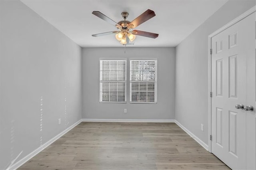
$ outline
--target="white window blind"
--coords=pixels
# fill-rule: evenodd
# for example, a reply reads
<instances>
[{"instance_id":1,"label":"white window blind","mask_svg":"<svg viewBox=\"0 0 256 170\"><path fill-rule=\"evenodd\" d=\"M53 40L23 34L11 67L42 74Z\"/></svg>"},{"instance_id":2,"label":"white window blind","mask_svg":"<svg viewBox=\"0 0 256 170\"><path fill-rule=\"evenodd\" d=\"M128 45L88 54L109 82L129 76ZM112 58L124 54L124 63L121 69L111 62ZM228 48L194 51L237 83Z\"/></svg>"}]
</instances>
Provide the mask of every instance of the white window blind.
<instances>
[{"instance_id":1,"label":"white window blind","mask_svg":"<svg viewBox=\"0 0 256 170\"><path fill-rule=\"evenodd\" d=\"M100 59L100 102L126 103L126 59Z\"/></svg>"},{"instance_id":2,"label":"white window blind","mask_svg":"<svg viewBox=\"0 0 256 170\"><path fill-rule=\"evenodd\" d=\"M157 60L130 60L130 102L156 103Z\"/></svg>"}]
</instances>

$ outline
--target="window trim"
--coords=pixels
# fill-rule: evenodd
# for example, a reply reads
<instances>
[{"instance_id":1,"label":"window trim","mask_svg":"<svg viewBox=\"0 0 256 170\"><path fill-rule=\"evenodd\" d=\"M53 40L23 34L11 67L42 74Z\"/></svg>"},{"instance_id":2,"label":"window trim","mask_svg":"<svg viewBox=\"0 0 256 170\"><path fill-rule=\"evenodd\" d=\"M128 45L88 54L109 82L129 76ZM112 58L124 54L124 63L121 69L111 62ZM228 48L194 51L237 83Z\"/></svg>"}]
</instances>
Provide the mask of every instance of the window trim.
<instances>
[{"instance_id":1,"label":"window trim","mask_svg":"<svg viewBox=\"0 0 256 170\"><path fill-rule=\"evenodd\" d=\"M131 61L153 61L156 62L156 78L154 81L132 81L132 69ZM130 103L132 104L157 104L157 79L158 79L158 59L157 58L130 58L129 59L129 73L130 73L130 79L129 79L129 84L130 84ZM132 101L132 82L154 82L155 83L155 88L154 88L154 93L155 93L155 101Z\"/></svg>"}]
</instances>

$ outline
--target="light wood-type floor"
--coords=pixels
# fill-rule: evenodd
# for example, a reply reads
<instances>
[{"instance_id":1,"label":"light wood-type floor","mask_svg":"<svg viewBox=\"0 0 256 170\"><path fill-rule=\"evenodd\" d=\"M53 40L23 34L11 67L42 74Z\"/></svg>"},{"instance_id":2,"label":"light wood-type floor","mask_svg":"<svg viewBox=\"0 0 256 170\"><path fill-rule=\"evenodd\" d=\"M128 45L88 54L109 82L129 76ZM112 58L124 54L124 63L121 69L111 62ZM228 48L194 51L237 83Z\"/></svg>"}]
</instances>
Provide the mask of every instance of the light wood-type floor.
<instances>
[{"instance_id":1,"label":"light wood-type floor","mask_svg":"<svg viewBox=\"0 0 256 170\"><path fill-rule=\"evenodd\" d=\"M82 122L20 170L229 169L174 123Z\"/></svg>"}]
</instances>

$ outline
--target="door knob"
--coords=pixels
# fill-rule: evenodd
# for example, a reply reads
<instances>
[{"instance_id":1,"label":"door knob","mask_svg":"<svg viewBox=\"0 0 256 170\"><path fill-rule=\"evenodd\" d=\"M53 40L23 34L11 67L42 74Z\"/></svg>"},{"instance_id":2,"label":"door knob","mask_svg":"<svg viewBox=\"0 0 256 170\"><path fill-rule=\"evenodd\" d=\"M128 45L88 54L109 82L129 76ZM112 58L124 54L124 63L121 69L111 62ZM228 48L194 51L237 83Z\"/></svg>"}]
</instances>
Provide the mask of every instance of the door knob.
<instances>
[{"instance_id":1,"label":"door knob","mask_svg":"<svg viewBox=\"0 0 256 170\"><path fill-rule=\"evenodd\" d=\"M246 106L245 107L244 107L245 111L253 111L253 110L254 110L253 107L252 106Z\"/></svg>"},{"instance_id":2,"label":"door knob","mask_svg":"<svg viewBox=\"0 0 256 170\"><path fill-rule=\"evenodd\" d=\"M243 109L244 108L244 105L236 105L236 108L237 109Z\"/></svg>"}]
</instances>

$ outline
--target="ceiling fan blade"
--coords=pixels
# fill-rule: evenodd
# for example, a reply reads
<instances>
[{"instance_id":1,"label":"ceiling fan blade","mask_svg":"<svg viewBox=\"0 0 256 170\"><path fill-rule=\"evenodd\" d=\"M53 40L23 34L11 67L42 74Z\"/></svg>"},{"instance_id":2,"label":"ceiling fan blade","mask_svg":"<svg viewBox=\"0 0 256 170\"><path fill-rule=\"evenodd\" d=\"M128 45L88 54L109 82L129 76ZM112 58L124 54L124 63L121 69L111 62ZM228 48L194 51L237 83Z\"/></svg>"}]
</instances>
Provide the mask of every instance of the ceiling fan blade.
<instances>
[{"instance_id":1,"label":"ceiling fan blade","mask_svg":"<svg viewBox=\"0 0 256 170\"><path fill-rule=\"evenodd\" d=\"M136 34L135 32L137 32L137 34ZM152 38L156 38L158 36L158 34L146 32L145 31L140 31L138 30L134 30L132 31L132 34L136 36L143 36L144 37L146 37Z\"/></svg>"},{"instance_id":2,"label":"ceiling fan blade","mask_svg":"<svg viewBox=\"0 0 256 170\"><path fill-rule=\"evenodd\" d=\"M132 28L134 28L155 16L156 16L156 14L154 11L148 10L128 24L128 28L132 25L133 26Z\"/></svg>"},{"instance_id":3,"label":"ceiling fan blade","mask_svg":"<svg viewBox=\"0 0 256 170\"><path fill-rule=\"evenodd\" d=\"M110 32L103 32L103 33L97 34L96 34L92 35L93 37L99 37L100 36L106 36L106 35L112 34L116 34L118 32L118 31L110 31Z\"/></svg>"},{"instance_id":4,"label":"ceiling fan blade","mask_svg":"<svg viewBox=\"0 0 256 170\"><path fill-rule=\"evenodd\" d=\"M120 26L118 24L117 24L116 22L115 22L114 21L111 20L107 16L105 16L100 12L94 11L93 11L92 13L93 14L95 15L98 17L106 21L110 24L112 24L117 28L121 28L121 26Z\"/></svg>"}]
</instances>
★ ★ ★ ★
● **WHAT IS BEING ASKED**: Could you extract and copy out every line above that contains the string "floor"?

● **THE OUTPUT**:
--target="light wood-type floor"
[{"instance_id":1,"label":"light wood-type floor","mask_svg":"<svg viewBox=\"0 0 256 170\"><path fill-rule=\"evenodd\" d=\"M53 40L23 34L11 67L42 74Z\"/></svg>"},{"instance_id":2,"label":"light wood-type floor","mask_svg":"<svg viewBox=\"0 0 256 170\"><path fill-rule=\"evenodd\" d=\"M128 45L88 54L109 82L129 76ZM112 58L124 54L124 63L121 69L111 62ZM228 48L194 51L237 83Z\"/></svg>"}]
Provide the mask of every instance of the light wood-type floor.
[{"instance_id":1,"label":"light wood-type floor","mask_svg":"<svg viewBox=\"0 0 256 170\"><path fill-rule=\"evenodd\" d=\"M82 122L20 170L229 169L174 123Z\"/></svg>"}]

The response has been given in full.